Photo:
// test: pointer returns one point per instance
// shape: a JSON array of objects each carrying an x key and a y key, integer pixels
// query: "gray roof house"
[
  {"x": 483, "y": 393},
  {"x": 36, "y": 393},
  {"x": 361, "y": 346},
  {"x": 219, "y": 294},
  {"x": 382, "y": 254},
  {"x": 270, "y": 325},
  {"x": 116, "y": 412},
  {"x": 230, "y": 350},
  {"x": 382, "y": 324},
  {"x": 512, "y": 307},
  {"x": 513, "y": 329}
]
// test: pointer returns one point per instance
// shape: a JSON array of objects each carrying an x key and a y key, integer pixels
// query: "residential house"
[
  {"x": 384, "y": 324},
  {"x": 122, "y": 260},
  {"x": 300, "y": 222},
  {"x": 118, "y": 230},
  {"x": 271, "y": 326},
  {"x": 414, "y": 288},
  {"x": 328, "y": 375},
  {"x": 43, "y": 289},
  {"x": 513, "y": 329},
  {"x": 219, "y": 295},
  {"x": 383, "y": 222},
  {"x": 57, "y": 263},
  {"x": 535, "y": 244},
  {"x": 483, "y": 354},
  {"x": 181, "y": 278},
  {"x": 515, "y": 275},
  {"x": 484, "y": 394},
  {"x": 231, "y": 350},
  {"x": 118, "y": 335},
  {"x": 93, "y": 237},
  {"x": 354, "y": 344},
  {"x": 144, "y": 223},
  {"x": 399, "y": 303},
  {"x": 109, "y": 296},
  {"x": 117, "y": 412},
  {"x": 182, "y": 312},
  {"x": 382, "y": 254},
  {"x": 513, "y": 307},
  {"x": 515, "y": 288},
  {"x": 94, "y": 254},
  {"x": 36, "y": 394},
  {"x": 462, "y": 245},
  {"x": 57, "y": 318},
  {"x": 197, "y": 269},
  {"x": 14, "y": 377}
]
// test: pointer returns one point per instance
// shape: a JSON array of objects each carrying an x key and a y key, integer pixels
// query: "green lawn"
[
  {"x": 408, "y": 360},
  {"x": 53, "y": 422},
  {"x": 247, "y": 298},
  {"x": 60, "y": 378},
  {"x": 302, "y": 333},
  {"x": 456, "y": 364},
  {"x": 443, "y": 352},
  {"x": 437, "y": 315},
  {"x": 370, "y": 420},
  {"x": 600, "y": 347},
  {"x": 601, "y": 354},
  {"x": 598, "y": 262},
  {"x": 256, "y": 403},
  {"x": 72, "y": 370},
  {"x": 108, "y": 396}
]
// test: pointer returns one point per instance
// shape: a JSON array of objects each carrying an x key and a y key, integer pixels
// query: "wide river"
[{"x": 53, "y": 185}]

----

Aim of the exercise: Each line in the material above must be retyped without alteration.

Answer for the task:
Photo:
// test: pointer returns one point per instance
// shape: a JSON array of objects each carrying an x key and a y key, integer pixels
// query: "gray roof house"
[
  {"x": 483, "y": 393},
  {"x": 36, "y": 393},
  {"x": 361, "y": 346},
  {"x": 219, "y": 294},
  {"x": 382, "y": 254},
  {"x": 270, "y": 325},
  {"x": 116, "y": 412},
  {"x": 230, "y": 350},
  {"x": 382, "y": 324},
  {"x": 512, "y": 307},
  {"x": 513, "y": 329}
]
// test: pointer returns one point per instance
// shape: a JSON array of objects each carrying an x key and a y key, integer pixels
// query: "residential house"
[
  {"x": 384, "y": 324},
  {"x": 122, "y": 260},
  {"x": 300, "y": 222},
  {"x": 118, "y": 230},
  {"x": 271, "y": 326},
  {"x": 414, "y": 288},
  {"x": 328, "y": 375},
  {"x": 43, "y": 289},
  {"x": 513, "y": 329},
  {"x": 219, "y": 295},
  {"x": 383, "y": 222},
  {"x": 57, "y": 263},
  {"x": 535, "y": 244},
  {"x": 483, "y": 354},
  {"x": 181, "y": 278},
  {"x": 515, "y": 275},
  {"x": 484, "y": 394},
  {"x": 231, "y": 350},
  {"x": 118, "y": 335},
  {"x": 93, "y": 237},
  {"x": 354, "y": 344},
  {"x": 144, "y": 223},
  {"x": 399, "y": 303},
  {"x": 109, "y": 296},
  {"x": 117, "y": 412},
  {"x": 182, "y": 312},
  {"x": 382, "y": 254},
  {"x": 513, "y": 307},
  {"x": 515, "y": 288},
  {"x": 94, "y": 254},
  {"x": 36, "y": 394},
  {"x": 462, "y": 245},
  {"x": 57, "y": 318},
  {"x": 197, "y": 269},
  {"x": 14, "y": 377}
]
// test: pointer returns one point per instance
// shape: a JSON array of objects each carrying an x key and a y key, integer pixels
// query: "green lawn"
[
  {"x": 408, "y": 360},
  {"x": 53, "y": 422},
  {"x": 247, "y": 298},
  {"x": 60, "y": 378},
  {"x": 302, "y": 333},
  {"x": 456, "y": 364},
  {"x": 443, "y": 352},
  {"x": 437, "y": 315},
  {"x": 370, "y": 420},
  {"x": 600, "y": 347},
  {"x": 601, "y": 354},
  {"x": 598, "y": 262},
  {"x": 256, "y": 403},
  {"x": 72, "y": 370},
  {"x": 108, "y": 396}
]
// test: pointer returns one point per instance
// shape: a JSON array of objects each carrying an x key and a y key, integer pixels
// query: "wide river"
[{"x": 53, "y": 185}]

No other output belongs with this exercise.